- **INPUT DATA**

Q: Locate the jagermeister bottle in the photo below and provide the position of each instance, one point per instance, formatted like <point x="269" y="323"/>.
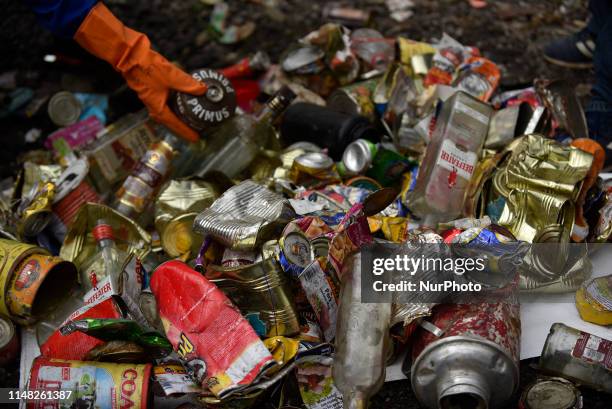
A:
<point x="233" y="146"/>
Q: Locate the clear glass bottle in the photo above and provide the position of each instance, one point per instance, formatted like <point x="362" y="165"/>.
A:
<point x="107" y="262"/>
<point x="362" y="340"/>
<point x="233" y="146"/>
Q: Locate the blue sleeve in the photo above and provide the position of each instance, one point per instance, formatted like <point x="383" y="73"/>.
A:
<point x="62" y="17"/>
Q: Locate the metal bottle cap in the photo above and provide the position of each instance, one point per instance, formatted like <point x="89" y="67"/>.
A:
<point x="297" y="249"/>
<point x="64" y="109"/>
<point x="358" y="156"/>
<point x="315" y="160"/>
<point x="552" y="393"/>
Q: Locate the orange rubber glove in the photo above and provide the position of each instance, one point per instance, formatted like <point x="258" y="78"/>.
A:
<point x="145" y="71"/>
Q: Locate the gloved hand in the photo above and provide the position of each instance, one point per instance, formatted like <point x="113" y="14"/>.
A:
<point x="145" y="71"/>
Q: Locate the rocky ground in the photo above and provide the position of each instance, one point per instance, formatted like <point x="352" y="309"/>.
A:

- **DIRECTIONS FOR THIS TASK**
Please copy all the records above back word for word, leaving out the pictures.

- **THE COMPLETED TASK**
Q: Locate the jagermeister bottle in the photo below and provide the position of each instance, one point per instance, formatted like <point x="269" y="323"/>.
A:
<point x="233" y="146"/>
Q: Locate the clear glass bottle in the photo above and provide the position of each instance, one point per instance, formatted like <point x="362" y="165"/>.
A:
<point x="107" y="262"/>
<point x="362" y="340"/>
<point x="233" y="146"/>
Q: Locate the blue sleeve in the photo above and provide the position of each instance, one point per instance, formatted like <point x="383" y="73"/>.
A:
<point x="62" y="17"/>
Q: Locate the metal bottle cap in the photo above and provide the position of each instance, one point per instance, formatted like <point x="89" y="67"/>.
A:
<point x="297" y="249"/>
<point x="64" y="109"/>
<point x="358" y="156"/>
<point x="315" y="160"/>
<point x="552" y="393"/>
Q: Locate the orange rubber glove in the photo above and provide the position of each instance, one point per instance, formatted like <point x="258" y="78"/>.
A:
<point x="145" y="71"/>
Q: Locate the gloved hand in the photo above and provide the position of each instance, one point per instance, formatted like <point x="113" y="14"/>.
A:
<point x="145" y="71"/>
Q: Locate the rocky ground in the photo above and provide the position of each instance, one point per instance, formatted like <point x="352" y="309"/>.
A:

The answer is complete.